■ Written task
Edit the records below so that "pixel coordinates" becomes "x and y positions" everywhere, with everything else left unchanged.

■ Stored data
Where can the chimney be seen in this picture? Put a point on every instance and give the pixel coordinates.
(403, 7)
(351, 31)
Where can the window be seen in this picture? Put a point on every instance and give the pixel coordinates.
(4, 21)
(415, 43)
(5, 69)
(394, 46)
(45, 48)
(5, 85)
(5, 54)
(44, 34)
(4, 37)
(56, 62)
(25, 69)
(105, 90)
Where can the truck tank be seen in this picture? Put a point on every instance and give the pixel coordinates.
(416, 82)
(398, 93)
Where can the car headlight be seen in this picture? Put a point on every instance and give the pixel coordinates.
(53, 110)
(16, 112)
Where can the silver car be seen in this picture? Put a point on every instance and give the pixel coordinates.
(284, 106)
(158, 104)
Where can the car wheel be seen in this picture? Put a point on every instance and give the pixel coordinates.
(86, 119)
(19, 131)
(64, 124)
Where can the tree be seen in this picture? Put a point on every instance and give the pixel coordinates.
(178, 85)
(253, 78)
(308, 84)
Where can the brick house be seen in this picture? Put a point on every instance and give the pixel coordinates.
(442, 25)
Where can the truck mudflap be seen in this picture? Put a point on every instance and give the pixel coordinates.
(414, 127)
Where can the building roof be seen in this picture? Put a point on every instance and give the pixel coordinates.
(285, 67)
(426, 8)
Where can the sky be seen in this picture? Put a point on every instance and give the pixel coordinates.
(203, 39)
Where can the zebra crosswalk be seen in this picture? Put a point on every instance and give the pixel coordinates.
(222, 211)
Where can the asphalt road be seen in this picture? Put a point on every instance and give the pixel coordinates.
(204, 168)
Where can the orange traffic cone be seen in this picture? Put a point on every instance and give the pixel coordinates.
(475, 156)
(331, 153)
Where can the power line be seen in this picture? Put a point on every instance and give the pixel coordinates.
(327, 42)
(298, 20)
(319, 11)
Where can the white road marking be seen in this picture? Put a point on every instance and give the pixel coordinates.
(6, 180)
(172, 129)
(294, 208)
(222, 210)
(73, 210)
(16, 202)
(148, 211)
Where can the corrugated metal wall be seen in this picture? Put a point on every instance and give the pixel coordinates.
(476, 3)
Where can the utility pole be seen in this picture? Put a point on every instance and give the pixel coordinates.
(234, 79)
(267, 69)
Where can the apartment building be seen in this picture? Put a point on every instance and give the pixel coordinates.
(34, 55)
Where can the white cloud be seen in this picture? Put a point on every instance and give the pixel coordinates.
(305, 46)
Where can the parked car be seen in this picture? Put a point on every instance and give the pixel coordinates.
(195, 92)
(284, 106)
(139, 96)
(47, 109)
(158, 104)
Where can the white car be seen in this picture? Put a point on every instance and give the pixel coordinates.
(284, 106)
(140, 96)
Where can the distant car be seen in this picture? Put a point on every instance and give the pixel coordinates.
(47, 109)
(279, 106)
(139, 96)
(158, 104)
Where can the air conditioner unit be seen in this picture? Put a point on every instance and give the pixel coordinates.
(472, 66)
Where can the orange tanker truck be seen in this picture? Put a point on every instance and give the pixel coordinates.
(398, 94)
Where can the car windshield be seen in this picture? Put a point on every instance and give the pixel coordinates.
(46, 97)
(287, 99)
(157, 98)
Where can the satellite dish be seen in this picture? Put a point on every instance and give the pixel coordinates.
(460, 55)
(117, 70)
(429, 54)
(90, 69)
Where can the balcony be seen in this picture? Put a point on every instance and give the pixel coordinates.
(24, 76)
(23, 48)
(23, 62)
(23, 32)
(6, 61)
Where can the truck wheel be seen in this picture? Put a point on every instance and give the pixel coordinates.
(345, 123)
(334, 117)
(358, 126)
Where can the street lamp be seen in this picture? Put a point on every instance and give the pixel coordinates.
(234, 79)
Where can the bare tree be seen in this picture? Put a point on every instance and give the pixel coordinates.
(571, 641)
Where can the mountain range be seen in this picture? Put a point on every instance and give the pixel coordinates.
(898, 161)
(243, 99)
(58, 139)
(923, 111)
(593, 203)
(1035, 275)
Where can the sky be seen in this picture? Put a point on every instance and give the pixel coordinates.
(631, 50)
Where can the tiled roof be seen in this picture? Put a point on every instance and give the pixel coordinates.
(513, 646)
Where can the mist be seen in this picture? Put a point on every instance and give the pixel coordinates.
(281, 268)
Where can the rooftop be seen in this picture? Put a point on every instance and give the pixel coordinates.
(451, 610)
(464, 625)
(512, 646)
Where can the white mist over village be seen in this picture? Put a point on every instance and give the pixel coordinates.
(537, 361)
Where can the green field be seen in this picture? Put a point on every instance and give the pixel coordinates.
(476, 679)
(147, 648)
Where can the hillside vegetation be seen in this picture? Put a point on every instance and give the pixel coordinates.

■ Worked solution
Where can the chimney be seen in this picture? Put a point on every instance and give the x and y positions.
(403, 7)
(351, 31)
Where can the window be seen in this picture? Put a point on every instance and give the x and y positions.
(4, 21)
(415, 43)
(5, 69)
(394, 46)
(45, 48)
(5, 85)
(5, 54)
(44, 34)
(4, 37)
(56, 62)
(25, 69)
(105, 90)
Where can the truck tank be seen in this picture? Put a point on every instance and give the x and y positions.
(416, 82)
(398, 93)
Where can the car headlight be seen in this picture? Put a point on every instance and give the x and y positions.
(53, 110)
(16, 112)
Where can the silver car be seen in this picture? Put a point on every instance and give the x and y positions.
(284, 106)
(158, 104)
Where can the car wheel be seen in this picture? Put a point on every instance and give the x and y positions.
(86, 119)
(19, 131)
(64, 124)
Where can the tree be seen in this picture? Put a point on every instance and give the x and y positions.
(178, 85)
(253, 78)
(308, 84)
Where can the brick house be seen in this picture? Put a point on every instance and give the x and y positions.
(442, 25)
Where can the truck mudflap be seen in this picture? Put a point on every instance and give the x and y positions.
(414, 127)
Where can the building roof be seen in this picture? Put a point on every instance and give the x and y positions.
(285, 67)
(426, 8)
Where can the sky be seen in this picture? Put a point on every instance and give the x and y positions.
(203, 39)
Where can the zebra crosswalk be seen in this picture? Put a point on every instance and give the x and y positions.
(222, 211)
Where can the asphalt road be seen in this picture? Put a point on every instance and give the x and y positions.
(204, 168)
Where can the orange traffic cone be seen in this picture? Put a point on every instance and give the x and y positions.
(475, 156)
(331, 153)
Where can the power line be seen in this picture? Put a point on every instance and give the x and y positions.
(327, 42)
(298, 20)
(319, 11)
Where can the white road marking be seen in this picture? Put a point on every instance and give the x and y positions.
(6, 180)
(172, 129)
(294, 208)
(222, 210)
(73, 210)
(16, 202)
(148, 211)
Where can the corrugated metal wall be seen in this picture? Put a point on every instance and give the x and y positions.
(476, 3)
Where can the utility pole be seen in this picture? Put a point on every instance and give the x and y positions.
(234, 79)
(267, 69)
Where can the apartment building be seen in this picture? Put a point on every instance and give the x and y positions.
(34, 55)
Where can the white cloud be seen in this picture? Put a point on every instance and give the x and y positions.
(305, 46)
Where can the parked car be seen in this picture? Put a point on every instance and give the x and y positions.
(195, 92)
(284, 106)
(139, 96)
(47, 109)
(158, 104)
Where can the white car be seen in this picture? Put a point on every instance and give the x and y positions.
(284, 106)
(140, 96)
Where can the distant car be seen in this picture? Put a point on every instance and give the x and y positions.
(47, 109)
(279, 106)
(139, 96)
(158, 104)
Where can the air conditioner unit be seen in this picture? Put a point on every instance and give the x and y positions.
(472, 66)
Where can the orange tanker truck be seen in this picture? Put a point on every instance and give the x and y positions.
(398, 94)
Where can the car windshield be seen in this picture? Put a point on every instance and give the x and y positions.
(46, 97)
(287, 99)
(157, 98)
Where can the satellite dish be seen in this picture? Put a point on every instance and give the x and y positions.
(460, 55)
(117, 70)
(429, 54)
(90, 69)
Where can the balcony be seen in this picture? Put a point on every instance and give the x and y positions.
(24, 76)
(23, 48)
(23, 62)
(23, 32)
(6, 61)
Where can the truck wheel be seen in this picture? Put a point on every instance and give the x and y positions.
(345, 123)
(334, 117)
(358, 126)
Where can the street lamp be seen in this picture? Put a point on every instance and give the x and y positions.
(234, 79)
Where can the bare tree be seen in this picture? Put a point on every instance and give the x and y positions.
(571, 641)
Where can the mountain range be seen in this picture? Put a point on every instance and give the x and y positions.
(898, 161)
(243, 99)
(58, 139)
(923, 111)
(593, 203)
(1035, 275)
Where can the sky be seen in this picture? Put a point on every instance and give the x and y positions.
(631, 50)
Where can the tiled roof be seen in this picture? Put a point on every instance and give the x and y positions.
(513, 646)
Where can the mist be seen in this picture? Put a point on every instance and give the x and y positions.
(281, 268)
Where can the rooftop be seen in this picture? Put a point on every instance and give the x and y positions.
(451, 610)
(464, 625)
(512, 646)
Where can the white mist over village be seen in this picture? Put a point on every instance and give the x and y positions.
(537, 361)
Where can the green field be seen in this picture? Put a point on every instance and give the x and y positions.
(476, 679)
(147, 648)
Where can the hillside vegetation be seen in this picture? Put a point on every instance and give the x and y positions.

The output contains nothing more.